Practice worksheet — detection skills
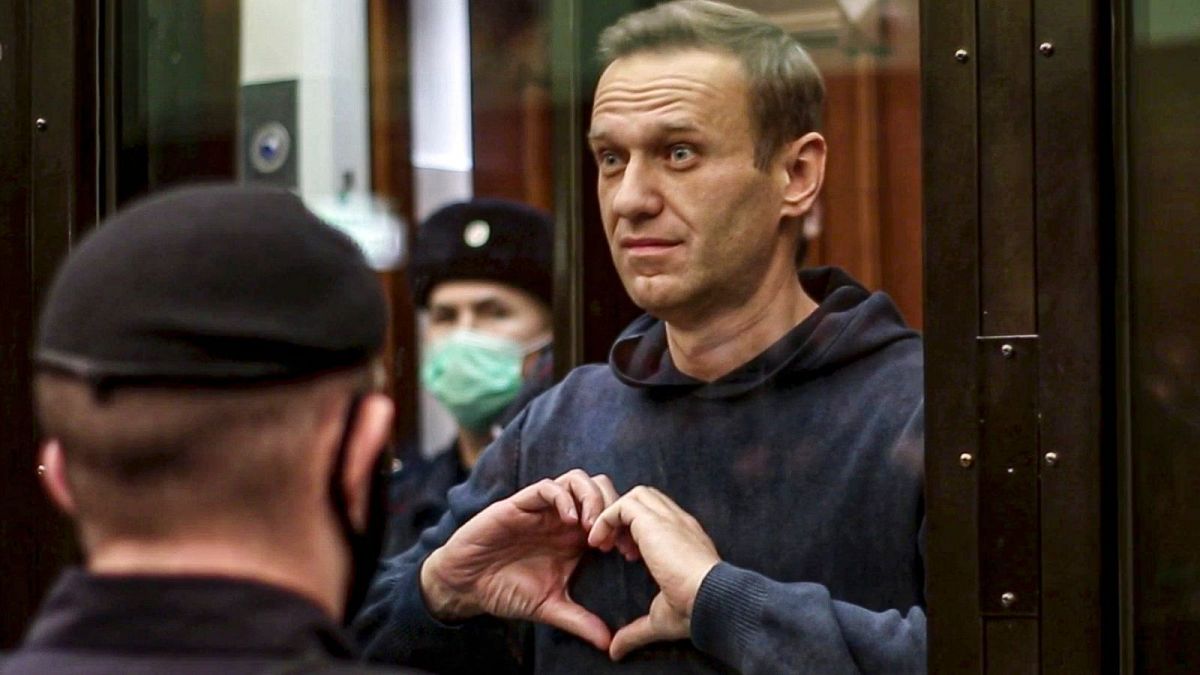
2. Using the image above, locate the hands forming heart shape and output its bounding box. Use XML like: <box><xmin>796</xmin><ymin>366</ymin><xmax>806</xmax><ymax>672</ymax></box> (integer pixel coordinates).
<box><xmin>421</xmin><ymin>468</ymin><xmax>720</xmax><ymax>661</ymax></box>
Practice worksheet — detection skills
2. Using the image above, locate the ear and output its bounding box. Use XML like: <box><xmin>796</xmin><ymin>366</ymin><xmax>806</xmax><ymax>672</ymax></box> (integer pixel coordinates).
<box><xmin>342</xmin><ymin>394</ymin><xmax>395</xmax><ymax>528</ymax></box>
<box><xmin>37</xmin><ymin>438</ymin><xmax>76</xmax><ymax>516</ymax></box>
<box><xmin>779</xmin><ymin>131</ymin><xmax>826</xmax><ymax>219</ymax></box>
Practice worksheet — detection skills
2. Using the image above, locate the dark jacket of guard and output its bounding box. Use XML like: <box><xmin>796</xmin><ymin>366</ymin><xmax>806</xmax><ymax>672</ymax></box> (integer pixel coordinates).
<box><xmin>0</xmin><ymin>569</ymin><xmax>408</xmax><ymax>675</ymax></box>
<box><xmin>355</xmin><ymin>269</ymin><xmax>925</xmax><ymax>675</ymax></box>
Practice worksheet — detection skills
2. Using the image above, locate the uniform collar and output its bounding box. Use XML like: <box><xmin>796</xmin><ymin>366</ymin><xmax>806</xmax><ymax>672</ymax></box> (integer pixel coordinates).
<box><xmin>25</xmin><ymin>569</ymin><xmax>356</xmax><ymax>658</ymax></box>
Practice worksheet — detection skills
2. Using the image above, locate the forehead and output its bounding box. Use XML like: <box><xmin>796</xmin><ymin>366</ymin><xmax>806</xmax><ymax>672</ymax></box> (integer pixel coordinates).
<box><xmin>589</xmin><ymin>49</ymin><xmax>748</xmax><ymax>136</ymax></box>
<box><xmin>430</xmin><ymin>280</ymin><xmax>541</xmax><ymax>310</ymax></box>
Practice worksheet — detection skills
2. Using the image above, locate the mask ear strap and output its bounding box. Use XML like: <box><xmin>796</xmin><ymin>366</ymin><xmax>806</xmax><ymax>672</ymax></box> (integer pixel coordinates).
<box><xmin>329</xmin><ymin>392</ymin><xmax>365</xmax><ymax>535</ymax></box>
<box><xmin>521</xmin><ymin>333</ymin><xmax>554</xmax><ymax>357</ymax></box>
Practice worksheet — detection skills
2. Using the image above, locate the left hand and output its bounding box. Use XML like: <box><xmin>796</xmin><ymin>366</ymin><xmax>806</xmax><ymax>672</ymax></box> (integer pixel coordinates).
<box><xmin>588</xmin><ymin>485</ymin><xmax>721</xmax><ymax>661</ymax></box>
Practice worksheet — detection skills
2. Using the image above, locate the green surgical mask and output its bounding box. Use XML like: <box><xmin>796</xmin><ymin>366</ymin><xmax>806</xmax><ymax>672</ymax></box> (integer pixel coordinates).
<box><xmin>421</xmin><ymin>329</ymin><xmax>541</xmax><ymax>431</ymax></box>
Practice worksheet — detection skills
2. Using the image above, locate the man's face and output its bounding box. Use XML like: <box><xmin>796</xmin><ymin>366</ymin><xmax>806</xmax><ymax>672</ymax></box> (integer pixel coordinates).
<box><xmin>426</xmin><ymin>281</ymin><xmax>551</xmax><ymax>345</ymax></box>
<box><xmin>588</xmin><ymin>49</ymin><xmax>794</xmax><ymax>323</ymax></box>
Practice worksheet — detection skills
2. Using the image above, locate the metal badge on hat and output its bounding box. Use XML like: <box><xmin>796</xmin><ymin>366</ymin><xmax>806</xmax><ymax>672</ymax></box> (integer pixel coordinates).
<box><xmin>462</xmin><ymin>220</ymin><xmax>492</xmax><ymax>249</ymax></box>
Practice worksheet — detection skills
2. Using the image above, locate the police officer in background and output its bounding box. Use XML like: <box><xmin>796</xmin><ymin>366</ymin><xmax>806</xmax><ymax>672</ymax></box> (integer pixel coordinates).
<box><xmin>0</xmin><ymin>181</ymin><xmax>422</xmax><ymax>675</ymax></box>
<box><xmin>386</xmin><ymin>198</ymin><xmax>553</xmax><ymax>554</ymax></box>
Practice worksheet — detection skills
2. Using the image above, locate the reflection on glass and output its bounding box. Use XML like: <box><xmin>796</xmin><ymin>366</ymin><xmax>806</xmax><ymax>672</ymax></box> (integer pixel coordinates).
<box><xmin>1128</xmin><ymin>0</ymin><xmax>1200</xmax><ymax>673</ymax></box>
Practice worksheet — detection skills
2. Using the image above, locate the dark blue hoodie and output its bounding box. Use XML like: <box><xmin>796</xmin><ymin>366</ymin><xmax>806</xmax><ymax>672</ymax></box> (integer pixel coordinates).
<box><xmin>355</xmin><ymin>268</ymin><xmax>925</xmax><ymax>675</ymax></box>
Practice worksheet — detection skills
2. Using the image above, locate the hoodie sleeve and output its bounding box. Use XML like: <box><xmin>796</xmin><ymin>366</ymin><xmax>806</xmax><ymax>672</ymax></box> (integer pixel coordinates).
<box><xmin>691</xmin><ymin>538</ymin><xmax>926</xmax><ymax>675</ymax></box>
<box><xmin>350</xmin><ymin>413</ymin><xmax>524</xmax><ymax>673</ymax></box>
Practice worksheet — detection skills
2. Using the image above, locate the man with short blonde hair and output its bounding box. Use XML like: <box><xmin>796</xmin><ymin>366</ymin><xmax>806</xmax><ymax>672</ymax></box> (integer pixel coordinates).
<box><xmin>358</xmin><ymin>0</ymin><xmax>925</xmax><ymax>674</ymax></box>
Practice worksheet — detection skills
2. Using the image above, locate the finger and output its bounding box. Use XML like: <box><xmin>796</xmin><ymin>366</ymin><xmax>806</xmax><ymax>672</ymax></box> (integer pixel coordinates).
<box><xmin>534</xmin><ymin>599</ymin><xmax>612</xmax><ymax>651</ymax></box>
<box><xmin>625</xmin><ymin>485</ymin><xmax>686</xmax><ymax>518</ymax></box>
<box><xmin>616</xmin><ymin>531</ymin><xmax>642</xmax><ymax>562</ymax></box>
<box><xmin>608</xmin><ymin>615</ymin><xmax>666</xmax><ymax>661</ymax></box>
<box><xmin>588</xmin><ymin>492</ymin><xmax>654</xmax><ymax>551</ymax></box>
<box><xmin>554</xmin><ymin>468</ymin><xmax>608</xmax><ymax>527</ymax></box>
<box><xmin>592</xmin><ymin>473</ymin><xmax>620</xmax><ymax>508</ymax></box>
<box><xmin>509</xmin><ymin>478</ymin><xmax>578</xmax><ymax>522</ymax></box>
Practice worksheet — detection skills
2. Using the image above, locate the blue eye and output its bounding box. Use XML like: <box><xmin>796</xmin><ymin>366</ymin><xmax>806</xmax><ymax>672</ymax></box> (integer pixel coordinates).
<box><xmin>671</xmin><ymin>145</ymin><xmax>696</xmax><ymax>162</ymax></box>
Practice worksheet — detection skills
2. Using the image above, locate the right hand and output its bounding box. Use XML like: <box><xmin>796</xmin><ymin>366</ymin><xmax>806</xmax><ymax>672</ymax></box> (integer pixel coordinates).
<box><xmin>421</xmin><ymin>468</ymin><xmax>624</xmax><ymax>651</ymax></box>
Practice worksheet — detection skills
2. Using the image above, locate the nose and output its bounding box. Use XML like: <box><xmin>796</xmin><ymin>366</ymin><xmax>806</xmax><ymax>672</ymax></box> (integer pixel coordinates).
<box><xmin>455</xmin><ymin>310</ymin><xmax>479</xmax><ymax>330</ymax></box>
<box><xmin>612</xmin><ymin>156</ymin><xmax>662</xmax><ymax>222</ymax></box>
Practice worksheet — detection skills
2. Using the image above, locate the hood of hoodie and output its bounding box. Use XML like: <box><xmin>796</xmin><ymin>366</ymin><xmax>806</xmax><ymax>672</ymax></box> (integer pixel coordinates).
<box><xmin>608</xmin><ymin>267</ymin><xmax>918</xmax><ymax>399</ymax></box>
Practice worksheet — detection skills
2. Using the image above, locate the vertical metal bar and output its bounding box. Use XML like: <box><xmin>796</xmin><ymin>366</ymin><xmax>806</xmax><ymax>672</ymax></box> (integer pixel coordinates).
<box><xmin>550</xmin><ymin>0</ymin><xmax>584</xmax><ymax>378</ymax></box>
<box><xmin>978</xmin><ymin>336</ymin><xmax>1039</xmax><ymax>614</ymax></box>
<box><xmin>978</xmin><ymin>0</ymin><xmax>1037</xmax><ymax>335</ymax></box>
<box><xmin>920</xmin><ymin>0</ymin><xmax>983</xmax><ymax>673</ymax></box>
<box><xmin>1111</xmin><ymin>0</ymin><xmax>1135</xmax><ymax>673</ymax></box>
<box><xmin>1028</xmin><ymin>0</ymin><xmax>1115</xmax><ymax>674</ymax></box>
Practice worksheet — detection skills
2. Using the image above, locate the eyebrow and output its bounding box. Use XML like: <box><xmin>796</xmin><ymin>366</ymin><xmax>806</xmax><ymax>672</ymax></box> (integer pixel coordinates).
<box><xmin>588</xmin><ymin>120</ymin><xmax>701</xmax><ymax>143</ymax></box>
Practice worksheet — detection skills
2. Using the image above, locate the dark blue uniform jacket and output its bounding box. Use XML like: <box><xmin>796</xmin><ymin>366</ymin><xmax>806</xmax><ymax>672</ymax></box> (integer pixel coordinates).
<box><xmin>0</xmin><ymin>569</ymin><xmax>410</xmax><ymax>675</ymax></box>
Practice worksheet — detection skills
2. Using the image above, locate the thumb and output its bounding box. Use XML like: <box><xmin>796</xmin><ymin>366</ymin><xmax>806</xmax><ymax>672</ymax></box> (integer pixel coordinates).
<box><xmin>608</xmin><ymin>615</ymin><xmax>662</xmax><ymax>661</ymax></box>
<box><xmin>535</xmin><ymin>598</ymin><xmax>612</xmax><ymax>651</ymax></box>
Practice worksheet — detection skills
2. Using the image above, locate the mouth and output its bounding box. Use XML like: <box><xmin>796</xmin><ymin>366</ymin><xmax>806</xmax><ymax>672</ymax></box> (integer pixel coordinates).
<box><xmin>618</xmin><ymin>237</ymin><xmax>682</xmax><ymax>256</ymax></box>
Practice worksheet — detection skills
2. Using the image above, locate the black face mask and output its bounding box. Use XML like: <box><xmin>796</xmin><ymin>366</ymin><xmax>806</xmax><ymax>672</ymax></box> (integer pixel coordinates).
<box><xmin>329</xmin><ymin>394</ymin><xmax>391</xmax><ymax>623</ymax></box>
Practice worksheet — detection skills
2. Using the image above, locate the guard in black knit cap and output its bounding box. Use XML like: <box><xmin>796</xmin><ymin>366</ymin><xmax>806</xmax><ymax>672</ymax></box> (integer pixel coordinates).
<box><xmin>388</xmin><ymin>198</ymin><xmax>553</xmax><ymax>552</ymax></box>
<box><xmin>5</xmin><ymin>185</ymin><xmax>415</xmax><ymax>673</ymax></box>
---*---
| STATED TASK |
Find every line in the listing above that contains the word "sleeve", and copy each of those lines.

| RIGHT ANSWER |
2. Using the image above, locate the hoodie sleeve and output its bounding box. Use XML like: <box><xmin>796</xmin><ymin>366</ymin><xmax>806</xmax><ymax>672</ymax></box> (integer pixel coordinates).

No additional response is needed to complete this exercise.